Rewrite the records starting with the line that contains "Reviewer note: every instance of the swan should" and going on through the end of the records, putting "waterbird" wherever "swan" appears and leaving everything else unchanged.

(Collected data)
§ §
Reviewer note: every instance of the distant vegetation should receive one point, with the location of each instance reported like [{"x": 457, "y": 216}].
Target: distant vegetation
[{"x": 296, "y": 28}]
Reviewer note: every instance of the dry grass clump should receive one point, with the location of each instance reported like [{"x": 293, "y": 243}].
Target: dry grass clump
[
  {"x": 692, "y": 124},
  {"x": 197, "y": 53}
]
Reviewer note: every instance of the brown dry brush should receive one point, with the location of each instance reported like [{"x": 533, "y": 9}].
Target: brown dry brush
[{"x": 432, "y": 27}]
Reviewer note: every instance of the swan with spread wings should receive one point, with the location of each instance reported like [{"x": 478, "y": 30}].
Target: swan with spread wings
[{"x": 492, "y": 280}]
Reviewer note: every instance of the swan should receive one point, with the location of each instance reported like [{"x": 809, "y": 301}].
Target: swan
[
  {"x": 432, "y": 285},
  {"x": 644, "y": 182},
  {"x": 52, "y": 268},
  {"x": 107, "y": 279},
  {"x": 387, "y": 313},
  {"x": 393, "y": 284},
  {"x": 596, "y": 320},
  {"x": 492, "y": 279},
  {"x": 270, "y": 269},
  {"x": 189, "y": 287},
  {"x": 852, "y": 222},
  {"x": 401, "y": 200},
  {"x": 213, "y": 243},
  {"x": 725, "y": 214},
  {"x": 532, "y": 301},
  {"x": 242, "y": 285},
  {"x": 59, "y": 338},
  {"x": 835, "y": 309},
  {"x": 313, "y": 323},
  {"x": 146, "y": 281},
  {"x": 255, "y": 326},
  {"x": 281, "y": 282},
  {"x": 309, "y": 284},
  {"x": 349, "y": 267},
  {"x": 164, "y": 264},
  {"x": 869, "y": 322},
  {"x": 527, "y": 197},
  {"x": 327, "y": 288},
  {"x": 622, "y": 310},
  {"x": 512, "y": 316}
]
§ §
| THE OUTPUT |
Reviewer note: every instance of the waterbird should receive one point, with the location of each instance reported like [{"x": 809, "y": 301}].
Target: waterbird
[
  {"x": 432, "y": 285},
  {"x": 644, "y": 182},
  {"x": 52, "y": 268},
  {"x": 107, "y": 279},
  {"x": 387, "y": 313},
  {"x": 393, "y": 284},
  {"x": 596, "y": 320},
  {"x": 492, "y": 279},
  {"x": 270, "y": 269},
  {"x": 189, "y": 287},
  {"x": 852, "y": 222},
  {"x": 401, "y": 200},
  {"x": 213, "y": 243},
  {"x": 725, "y": 214},
  {"x": 532, "y": 301},
  {"x": 242, "y": 285},
  {"x": 59, "y": 338},
  {"x": 835, "y": 309},
  {"x": 313, "y": 323},
  {"x": 146, "y": 281},
  {"x": 255, "y": 326},
  {"x": 281, "y": 282},
  {"x": 309, "y": 284},
  {"x": 349, "y": 267},
  {"x": 164, "y": 264},
  {"x": 869, "y": 322},
  {"x": 527, "y": 197},
  {"x": 327, "y": 288},
  {"x": 622, "y": 310},
  {"x": 512, "y": 316}
]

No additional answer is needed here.